[Begin DATA FOR THIS TASK]

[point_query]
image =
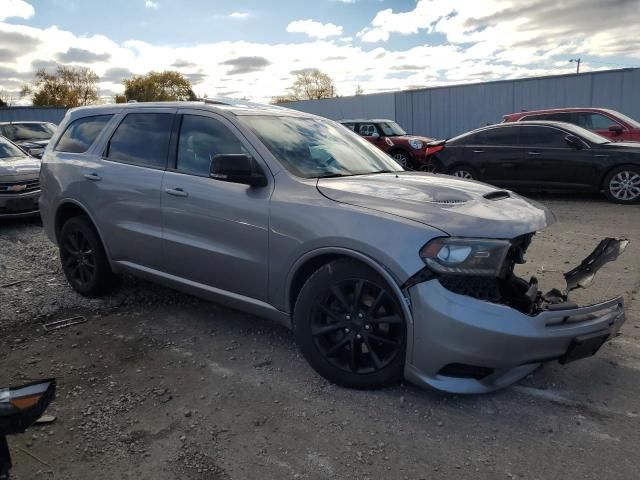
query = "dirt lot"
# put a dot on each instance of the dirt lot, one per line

[End DATA FOR THIS TASK]
[Begin DATA FOR THIS TASK]

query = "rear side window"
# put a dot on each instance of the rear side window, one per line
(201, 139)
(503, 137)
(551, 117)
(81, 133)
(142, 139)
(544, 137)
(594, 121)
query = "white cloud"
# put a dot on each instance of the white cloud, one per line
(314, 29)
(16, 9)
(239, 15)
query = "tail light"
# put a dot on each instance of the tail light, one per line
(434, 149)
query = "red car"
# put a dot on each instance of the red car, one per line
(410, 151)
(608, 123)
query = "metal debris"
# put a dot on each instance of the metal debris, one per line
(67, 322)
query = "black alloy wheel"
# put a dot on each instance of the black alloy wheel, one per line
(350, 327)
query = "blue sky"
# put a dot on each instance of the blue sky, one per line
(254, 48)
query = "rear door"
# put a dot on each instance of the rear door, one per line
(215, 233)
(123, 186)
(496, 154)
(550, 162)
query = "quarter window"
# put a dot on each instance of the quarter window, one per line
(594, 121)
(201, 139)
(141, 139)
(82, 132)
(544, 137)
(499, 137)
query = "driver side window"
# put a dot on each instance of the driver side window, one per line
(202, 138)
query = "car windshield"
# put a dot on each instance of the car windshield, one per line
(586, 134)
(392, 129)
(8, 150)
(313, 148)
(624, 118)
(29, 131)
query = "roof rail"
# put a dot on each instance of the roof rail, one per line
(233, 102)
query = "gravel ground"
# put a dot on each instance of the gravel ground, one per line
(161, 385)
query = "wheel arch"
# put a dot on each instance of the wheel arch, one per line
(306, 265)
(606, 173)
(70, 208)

[End DATA FOR THIS TASK]
[Begin DATA FOR THIS TASK]

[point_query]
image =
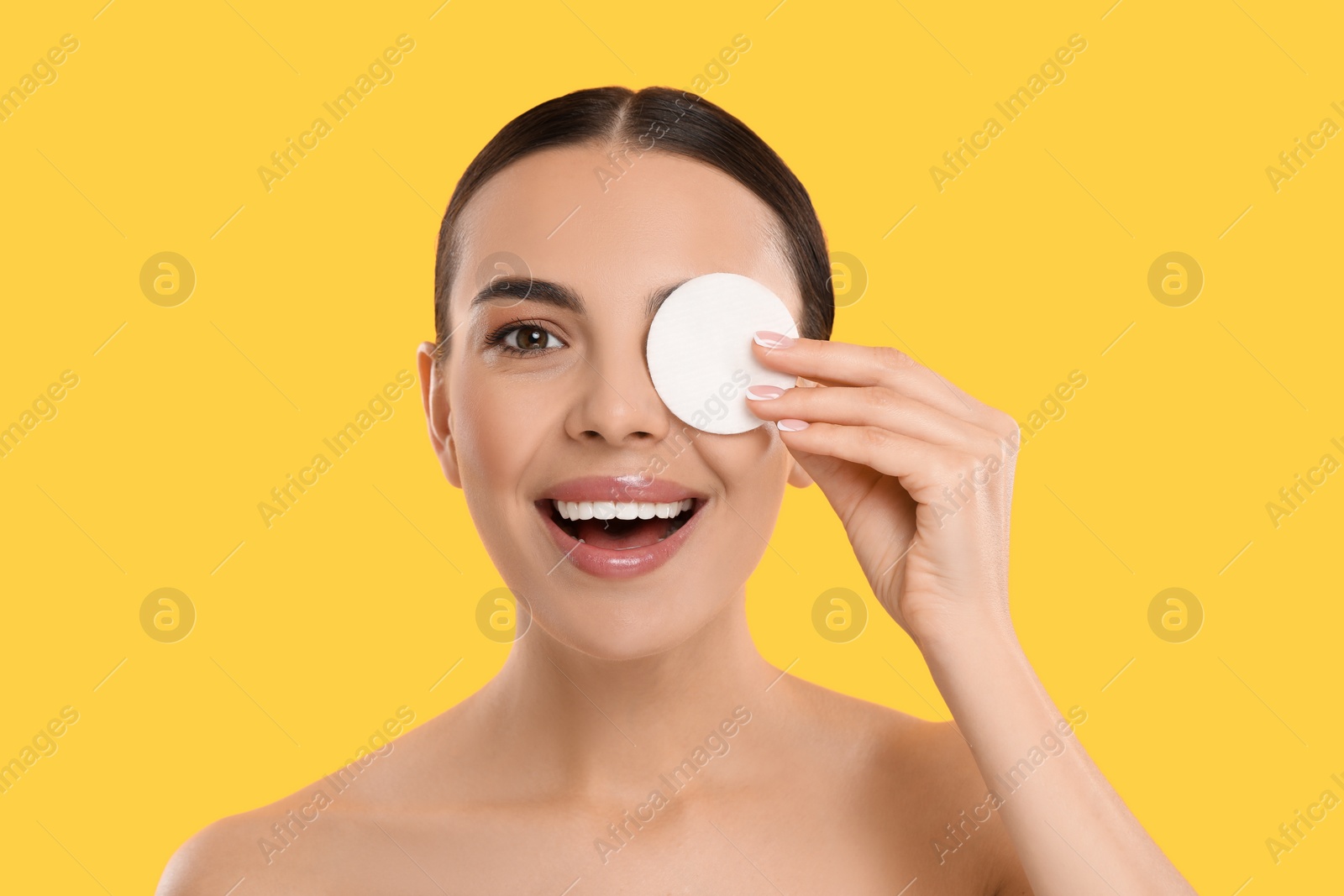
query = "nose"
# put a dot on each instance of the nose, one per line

[End DATA FOR THIS TASK]

■ WHAT IS REQUIRED:
Pick out every line of the records above that contains the string "nose", matching case exactly, and copy each of those lines.

■ PROBLEM SOLUTION:
query = "nose"
# put a dot on each instance of the nose, one per line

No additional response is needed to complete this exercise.